= Excerpt =
——————————

Earlier in the week, Shatner tweeted a photo of himself and his fellow crew members in blue flight suits that are far more futuristic than the yellow leotard-style uniform he wore on the original "Star Trek."
"Aren't we all adorbs!" he said.
Oldest American in Space Captivates West Texas Town
Shatner will become, at 90, the oldest person ever to enter the final frontier, he's bringing out the awe in the small handful of people around a rural Texas spaceport. The very idea of him leaving the atmosphere is powerful.
"It's time Captain Kirk actually physically got up into space. I'm kind of excited about that," said Becky Brewster, mayor of Van Horn, a rural town of about 1,800 people on what was once desolate desert ranchland in far West Texas that has been transformed by the presence of the Blue Origin spaceport facilities 25 miles away.
The mayor, a lifelong "Star Trek" fan, said she was disappointed she wasn't invited to the launch site but is savoring the moment anyway. She's planning to watch from her backyard with the livestream playing.

——————————

In the Shatner article, rewrite the text between "Oldest American in" and "25 miles away.", inclusive, putting "launch facility" in place of "spaceport". You won't need the records for this.

= Entries shown =
——————————

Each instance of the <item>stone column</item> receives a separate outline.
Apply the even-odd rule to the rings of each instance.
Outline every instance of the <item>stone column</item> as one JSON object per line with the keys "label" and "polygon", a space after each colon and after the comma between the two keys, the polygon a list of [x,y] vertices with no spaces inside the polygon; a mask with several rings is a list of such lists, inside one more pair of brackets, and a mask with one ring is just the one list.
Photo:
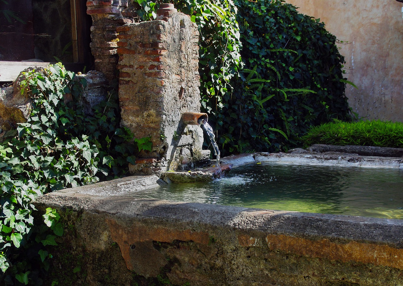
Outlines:
{"label": "stone column", "polygon": [[133,15],[128,10],[128,0],[89,0],[87,7],[87,14],[92,18],[90,46],[95,70],[102,72],[110,81],[117,73],[119,39],[116,28],[131,23]]}
{"label": "stone column", "polygon": [[185,125],[187,111],[199,112],[198,32],[189,16],[166,12],[162,20],[117,28],[121,125],[136,138],[150,137],[132,173],[159,174],[208,160],[203,131]]}

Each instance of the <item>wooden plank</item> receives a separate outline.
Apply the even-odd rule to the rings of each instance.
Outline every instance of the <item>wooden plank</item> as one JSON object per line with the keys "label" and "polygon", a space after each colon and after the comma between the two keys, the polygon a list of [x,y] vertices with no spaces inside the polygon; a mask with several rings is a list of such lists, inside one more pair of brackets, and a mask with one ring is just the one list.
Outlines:
{"label": "wooden plank", "polygon": [[0,81],[14,81],[24,70],[31,66],[46,68],[50,62],[0,61]]}
{"label": "wooden plank", "polygon": [[[56,63],[43,62],[4,62],[0,61],[0,82],[14,81],[24,70],[32,66],[46,68]],[[74,72],[82,72],[85,65],[83,63],[65,63],[66,69]],[[88,70],[87,71],[88,72]]]}
{"label": "wooden plank", "polygon": [[73,41],[73,62],[77,62],[79,59],[78,41],[77,36],[77,13],[75,0],[70,0],[71,13],[71,38]]}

——————————

= Response to this exercise =
Oldest American in Space Captivates West Texas Town
Shatner will become, at 90, the oldest person ever to enter the final frontier, he's bringing out the awe in the small handful of people around a rural Texas launch facility. The very idea of him leaving the atmosphere is powerful.
"It's time Captain Kirk actually physically got up into space. I'm kind of excited about that," said Becky Brewster, mayor of Van Horn, a rural town of about 1,800 people on what was once desolate desert ranchland in far West Texas that has been transformed by the presence of the Blue Origin launch facility facilities 25 miles away.